WebGPU support is automatically detected when running in a WebAssembly environment with GPU access.

TPU Devices

from neurenix.device import Device, DeviceType, get_device_count
from neurenix.tensor import Tensor

# TPUs are optimized for large batch inference
if get_device_count(DeviceType.TPU) > 0:
    tpu = Device(DeviceType.TPU, 0)
    
    # Large batch processing
    batch = Tensor.randn((1024, 512), device=tpu)
    model = MyModel().to(tpu)
    
    predictions = model(batch)

Device Comparison

from neurenix.device import Device, DeviceType

cuda_0 = Device(DeviceType.CUDA, 0)
cuda_1 = Device(DeviceType.CUDA, 1)
cpu = Device(DeviceType.CPU)

# Device equality
print(cuda_0 == cuda_0)  # True
print(cuda_0 == cuda_1)  # False (different index)
print(cuda_0 == cpu)     # False (different type)
==================================================
[EXERCISE INSTRUCTIONS]
1. In the neurenix device documentation, shorten the paragraph beginning "WebGPU support is automatically detected" while keeping its main facts.
2. Carry on the neurenix device documentation from its last line.
None of the material that comes next is needed for any task.
==================================================
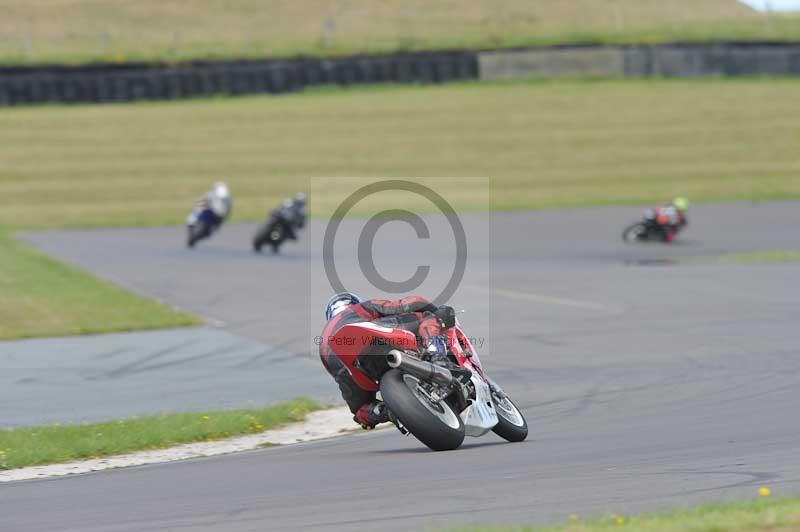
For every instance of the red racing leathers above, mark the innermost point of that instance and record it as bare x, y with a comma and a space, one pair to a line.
412, 313
670, 220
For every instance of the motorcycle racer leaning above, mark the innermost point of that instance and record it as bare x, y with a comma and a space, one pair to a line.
217, 203
671, 218
413, 313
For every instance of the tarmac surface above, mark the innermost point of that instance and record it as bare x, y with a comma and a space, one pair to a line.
646, 383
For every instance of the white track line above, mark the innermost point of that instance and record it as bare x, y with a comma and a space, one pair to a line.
551, 300
318, 425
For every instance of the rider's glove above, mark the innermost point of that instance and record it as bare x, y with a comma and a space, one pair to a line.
437, 349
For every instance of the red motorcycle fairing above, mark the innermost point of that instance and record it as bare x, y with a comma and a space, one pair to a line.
459, 345
351, 341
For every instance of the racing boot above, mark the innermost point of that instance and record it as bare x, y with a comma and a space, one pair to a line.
371, 414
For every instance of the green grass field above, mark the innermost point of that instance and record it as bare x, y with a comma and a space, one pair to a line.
102, 30
40, 296
543, 144
764, 515
63, 443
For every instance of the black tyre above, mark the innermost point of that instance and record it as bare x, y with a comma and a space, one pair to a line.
434, 424
197, 232
276, 237
511, 425
259, 239
635, 232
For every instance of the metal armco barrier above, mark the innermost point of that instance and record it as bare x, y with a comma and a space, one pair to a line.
124, 83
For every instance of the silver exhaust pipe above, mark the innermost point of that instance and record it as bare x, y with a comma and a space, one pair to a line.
419, 368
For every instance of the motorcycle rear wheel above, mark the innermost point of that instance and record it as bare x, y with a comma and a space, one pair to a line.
434, 424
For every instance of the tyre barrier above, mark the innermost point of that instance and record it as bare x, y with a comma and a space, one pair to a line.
661, 60
118, 83
132, 82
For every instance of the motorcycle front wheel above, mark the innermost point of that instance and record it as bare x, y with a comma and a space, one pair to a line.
511, 424
433, 423
196, 232
635, 232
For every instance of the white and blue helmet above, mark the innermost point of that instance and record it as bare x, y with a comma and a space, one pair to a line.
339, 302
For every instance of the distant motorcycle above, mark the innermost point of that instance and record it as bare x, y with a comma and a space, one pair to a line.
438, 404
281, 225
651, 227
208, 214
273, 232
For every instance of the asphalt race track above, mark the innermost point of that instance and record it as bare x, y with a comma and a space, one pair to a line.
646, 383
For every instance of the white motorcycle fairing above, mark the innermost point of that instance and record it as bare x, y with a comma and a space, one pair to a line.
479, 417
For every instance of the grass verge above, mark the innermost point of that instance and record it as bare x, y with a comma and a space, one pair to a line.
543, 144
40, 296
82, 31
29, 446
753, 516
776, 256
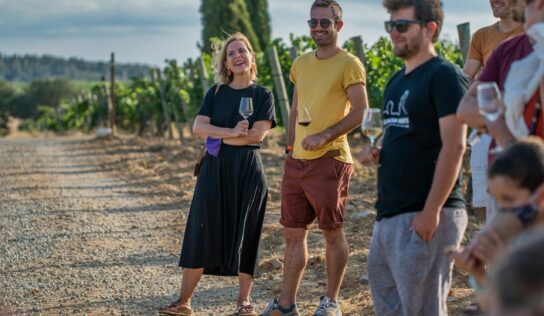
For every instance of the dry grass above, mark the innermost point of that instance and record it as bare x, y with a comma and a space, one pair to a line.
169, 166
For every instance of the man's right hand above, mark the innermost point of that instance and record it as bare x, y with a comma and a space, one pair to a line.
369, 155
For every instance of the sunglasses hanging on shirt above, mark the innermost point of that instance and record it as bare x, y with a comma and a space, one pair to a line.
401, 25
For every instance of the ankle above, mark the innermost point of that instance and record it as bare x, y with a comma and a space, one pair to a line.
243, 301
285, 305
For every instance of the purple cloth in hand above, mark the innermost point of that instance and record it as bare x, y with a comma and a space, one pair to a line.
213, 145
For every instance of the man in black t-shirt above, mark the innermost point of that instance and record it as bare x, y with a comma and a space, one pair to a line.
420, 208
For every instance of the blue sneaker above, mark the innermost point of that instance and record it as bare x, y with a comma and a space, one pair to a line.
327, 308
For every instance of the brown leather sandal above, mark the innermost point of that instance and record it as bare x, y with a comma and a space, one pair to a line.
246, 310
176, 309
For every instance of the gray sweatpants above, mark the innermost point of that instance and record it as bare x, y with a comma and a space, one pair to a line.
407, 275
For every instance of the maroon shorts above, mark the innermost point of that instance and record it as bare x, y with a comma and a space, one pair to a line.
314, 188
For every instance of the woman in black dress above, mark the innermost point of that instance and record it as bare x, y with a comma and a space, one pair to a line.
227, 212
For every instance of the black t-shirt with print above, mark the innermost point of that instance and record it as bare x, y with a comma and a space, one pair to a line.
222, 108
413, 105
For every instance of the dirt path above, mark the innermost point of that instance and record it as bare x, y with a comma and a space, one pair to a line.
95, 227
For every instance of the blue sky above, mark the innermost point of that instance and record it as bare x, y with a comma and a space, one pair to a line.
148, 31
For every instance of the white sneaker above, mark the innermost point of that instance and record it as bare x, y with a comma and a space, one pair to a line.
327, 308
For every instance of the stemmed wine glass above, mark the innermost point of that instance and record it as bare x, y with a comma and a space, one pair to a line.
246, 107
372, 125
489, 104
303, 116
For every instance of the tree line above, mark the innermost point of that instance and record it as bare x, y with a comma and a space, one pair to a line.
154, 101
146, 105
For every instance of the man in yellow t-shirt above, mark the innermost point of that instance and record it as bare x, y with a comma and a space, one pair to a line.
328, 101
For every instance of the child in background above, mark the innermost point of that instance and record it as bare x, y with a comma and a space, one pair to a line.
516, 283
514, 180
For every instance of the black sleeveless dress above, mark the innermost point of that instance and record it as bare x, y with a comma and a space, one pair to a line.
227, 211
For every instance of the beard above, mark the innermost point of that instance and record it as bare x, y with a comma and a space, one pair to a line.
411, 47
323, 41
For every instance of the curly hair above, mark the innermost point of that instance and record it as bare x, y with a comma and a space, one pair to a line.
426, 11
335, 7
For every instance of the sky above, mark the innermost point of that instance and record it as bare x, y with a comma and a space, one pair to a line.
150, 31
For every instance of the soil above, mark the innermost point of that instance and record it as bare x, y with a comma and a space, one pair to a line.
95, 227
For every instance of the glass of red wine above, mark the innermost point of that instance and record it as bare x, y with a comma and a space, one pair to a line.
303, 116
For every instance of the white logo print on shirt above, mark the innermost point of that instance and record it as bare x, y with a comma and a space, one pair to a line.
398, 116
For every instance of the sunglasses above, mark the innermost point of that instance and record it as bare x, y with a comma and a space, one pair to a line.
401, 25
325, 23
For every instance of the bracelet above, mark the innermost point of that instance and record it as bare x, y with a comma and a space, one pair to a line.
288, 149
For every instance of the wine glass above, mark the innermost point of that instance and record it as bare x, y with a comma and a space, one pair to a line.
490, 105
246, 107
489, 101
372, 125
303, 116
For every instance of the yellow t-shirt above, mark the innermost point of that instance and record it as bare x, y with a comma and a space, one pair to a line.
321, 87
486, 39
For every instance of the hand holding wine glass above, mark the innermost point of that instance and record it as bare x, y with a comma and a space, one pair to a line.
246, 107
489, 101
372, 125
303, 116
490, 104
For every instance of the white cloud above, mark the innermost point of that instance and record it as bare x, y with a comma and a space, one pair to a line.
151, 30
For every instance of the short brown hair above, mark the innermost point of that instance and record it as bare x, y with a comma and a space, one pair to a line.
426, 11
523, 163
220, 56
335, 7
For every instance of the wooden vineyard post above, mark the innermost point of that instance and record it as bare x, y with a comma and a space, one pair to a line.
279, 83
463, 31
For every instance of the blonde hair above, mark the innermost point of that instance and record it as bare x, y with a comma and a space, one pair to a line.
221, 74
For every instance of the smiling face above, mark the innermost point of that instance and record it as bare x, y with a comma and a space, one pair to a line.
407, 44
500, 8
239, 58
324, 37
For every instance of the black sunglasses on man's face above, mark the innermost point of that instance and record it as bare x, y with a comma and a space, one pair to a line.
401, 25
325, 23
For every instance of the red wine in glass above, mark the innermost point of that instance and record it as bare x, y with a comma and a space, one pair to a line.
303, 116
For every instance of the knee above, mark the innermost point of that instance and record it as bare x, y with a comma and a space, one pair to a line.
294, 237
335, 237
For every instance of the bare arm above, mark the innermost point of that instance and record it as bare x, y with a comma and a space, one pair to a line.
357, 97
203, 128
472, 66
467, 111
448, 165
254, 135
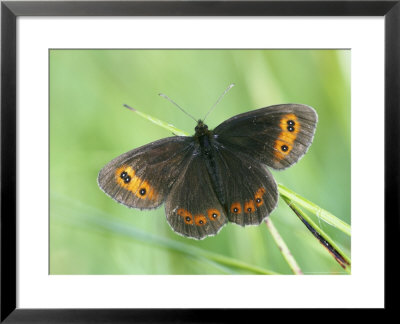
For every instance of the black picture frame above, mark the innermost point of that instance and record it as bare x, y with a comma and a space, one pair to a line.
10, 10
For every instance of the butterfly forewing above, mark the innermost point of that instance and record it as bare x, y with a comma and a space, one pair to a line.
249, 191
142, 178
277, 136
192, 208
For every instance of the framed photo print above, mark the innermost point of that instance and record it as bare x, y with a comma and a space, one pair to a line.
158, 153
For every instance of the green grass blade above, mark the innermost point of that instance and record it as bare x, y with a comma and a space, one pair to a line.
315, 209
159, 122
347, 264
288, 256
96, 219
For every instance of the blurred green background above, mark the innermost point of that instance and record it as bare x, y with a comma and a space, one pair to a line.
92, 234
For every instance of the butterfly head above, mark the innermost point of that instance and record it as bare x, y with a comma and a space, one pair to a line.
201, 128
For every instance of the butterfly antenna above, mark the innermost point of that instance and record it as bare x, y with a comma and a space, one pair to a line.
219, 99
173, 102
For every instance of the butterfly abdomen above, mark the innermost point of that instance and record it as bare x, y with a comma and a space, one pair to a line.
207, 151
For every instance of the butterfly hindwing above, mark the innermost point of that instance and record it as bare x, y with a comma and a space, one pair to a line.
192, 207
250, 193
277, 136
143, 177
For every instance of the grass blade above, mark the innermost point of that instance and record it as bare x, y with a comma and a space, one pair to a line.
315, 209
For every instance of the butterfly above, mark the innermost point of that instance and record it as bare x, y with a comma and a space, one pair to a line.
215, 176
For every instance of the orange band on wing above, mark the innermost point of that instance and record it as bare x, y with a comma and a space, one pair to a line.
290, 127
126, 178
249, 206
213, 214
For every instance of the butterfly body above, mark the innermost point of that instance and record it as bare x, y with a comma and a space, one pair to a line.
215, 176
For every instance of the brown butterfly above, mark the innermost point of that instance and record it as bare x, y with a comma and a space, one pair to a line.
214, 176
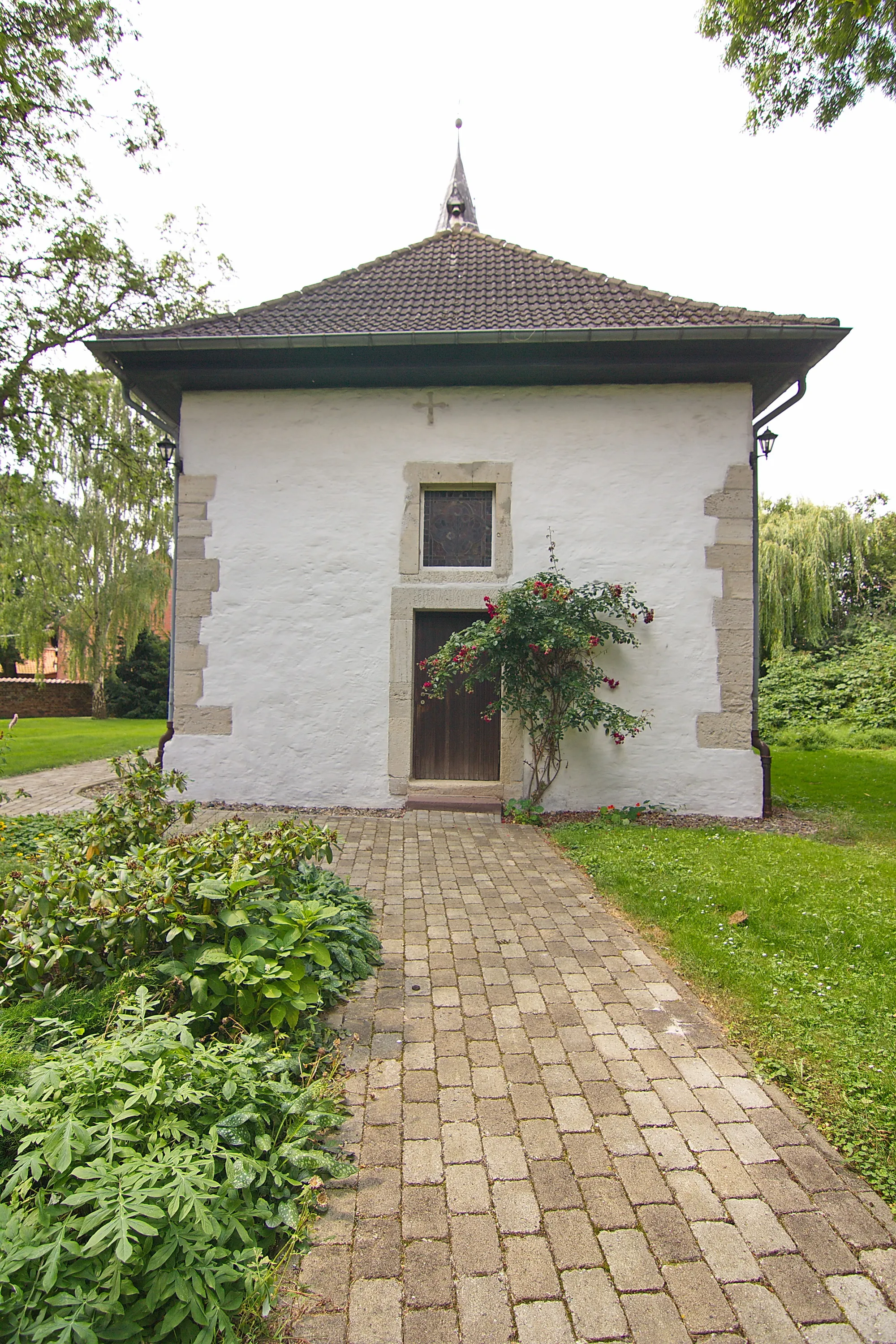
==================================================
[RESPONSES FOR EACH TASK]
1. WebGPU is detected automatically under WebAssembly when a GPU is available.

2.
# Devices are hashable
device_set = {cuda_0, cuda_1, cpu}
device_dict = {cuda_0: "GPU 0", cuda_1: "GPU 1"}

Multi-Device Training

Distribute workload across multiple devices:

from neurenix.device import Device, DeviceType, get_device_count
from neurenix.tensor import Tensor

# Get all available CUDA devices
num_gpus = get_device_count(DeviceType.CUDA)
gpus = [Device(DeviceType.CUDA, i) for i in range(num_gpus)]

if len(gpus) > 1:
    # Split batch across GPUs
    batch_size_per_gpu = total_batch_size // len(gpus)
    
    models = [model.clone().to(gpu) for gpu in gpus]
    
    for i, (gpu, model) in enumerate(zip(gpus, models)):
        start_idx = i * batch_size_per_gpu
        end_idx = start_idx + batch_size_per_gpu
        
        batch = Tensor(data[start_idx:end_idx], device=gpu)
        output = model(batch)

Best Practices

Check Availability

Always check device availability before use with get_device_count()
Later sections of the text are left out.